So if you want to hit a billion dollars, man, I want you to crush it. But really ask yourself, what's the real reason that you want to hit a billion dollars? And always ask yourself, when is enough enough? Because people always say, when I make more money, my problem is going to go away. And I realized I had 100 units, had problems. Had 200 units, had problems. Have 350 million, there's always problems. Making more money is not going to solve all of your problems. And actually,
Seth Bradley, Esq. (13:15.146)
That's right.
Gino (13:36.033)
I've got a spousal lifetime access trust now. I've got six kids where I've got to create estate planning. So I'm not complaining, but I'm just telling you, it creates different kinds of problems. So your story is very similar to ours. When we started, Jake and I were like, bro, if we can hit 100 units, we're gonna be like two pigs in crap. And it took us 18 months to find our first 25 unit deal. But three months after that,
Seth Bradley, Esq. (13:58.409)
Ha ha.
Gino (14:05.059)
We we closed on a 36. So we're at 60 units within almost two years, which may not seem like a lot, but it is a lot when you look back because what happens is you have that hockey puck curve. Cause then I remember in January, in February of 2014, after a year after we closed that first deal, we closed 136 units. So within three years of Jake and myself meeting and starting, we had 202 really excellent units. were three deals.

▶ **Dataset section**:
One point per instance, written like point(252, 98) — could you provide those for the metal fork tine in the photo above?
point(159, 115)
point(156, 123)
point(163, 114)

▶ **Job**:
Resume the apartment-investing conversation from the point where it stops. These lines have no connection to the apartment-investing conversation.

▶ **Reply**:
Seth Bradley, Esq. (14:17.258)
Mm-hmm.
Gino (14:35.215)
And within five years, we had a little over 500 units. And there was no syndication involved. It was refi and roll. It was a partner who had a significant balance sheet who helped us out and interspersed in that. We closed on a 200 unit seller finance deal. So people are like, well, how did you do it? A little seller financing, little JVs, refi and rolls. But then 500 units were like, holy crap, we're sort of got lint in our pockets. Where are we gonna find money?
Seth Bradley, Esq. (14:43.476)
Yeah.
Gino (15:04.047)
And oh, by the way, everyone's talking about this syndication thing. Let's try it. And Seth, we did. We did three deals in syndication in two in 2018, one in 2019. We saw that it wasn't for us long-term because we wanted to hold a really quality asset for the long-term. And syndications, in a lot of instances, you put money in and then all of a sudden you have to return that capital. And sometimes if you're lucky, you can actually refi it out. But as us as the GPs, we're doing all the work and we're not getting
Seth Bradley, Esq. (15:04.426)
Yep, yeah
Gino (15:33.391)
Compensated as much so we said to ourselves after the third one. Let's stop regroup. We've got more capital We sold those off and we continued to buy our own and one of the things I want people to focus on is When you're in business, what is the KPI that you're really measuring for us? It's PPU now. It's profit per unit. It's not number of doors It's not IRR and real cash flow. That's what we want at the end of the month. We have 1800 units and
Seth Bradley, Esq. (15:56.074)
Mm-hmm.
Gino (16:02.669)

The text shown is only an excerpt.